Put every line of the records below into a JSON list of strings, one string per line, and leave out any blank lines.

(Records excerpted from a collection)
>> START
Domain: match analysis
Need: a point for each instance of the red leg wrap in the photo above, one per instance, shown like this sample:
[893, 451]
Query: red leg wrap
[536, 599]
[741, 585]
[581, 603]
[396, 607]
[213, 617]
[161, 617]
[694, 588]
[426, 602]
>> END
• Exercise output
[
  "Domain: match analysis",
  "Need: a point for each instance of the red leg wrap in the photo above, one per instance, shown like this sample:",
  "[893, 451]",
  "Query: red leg wrap",
  "[536, 599]",
  "[741, 585]",
  "[581, 603]",
  "[396, 607]",
  "[213, 617]",
  "[161, 617]",
  "[694, 588]",
  "[426, 602]"
]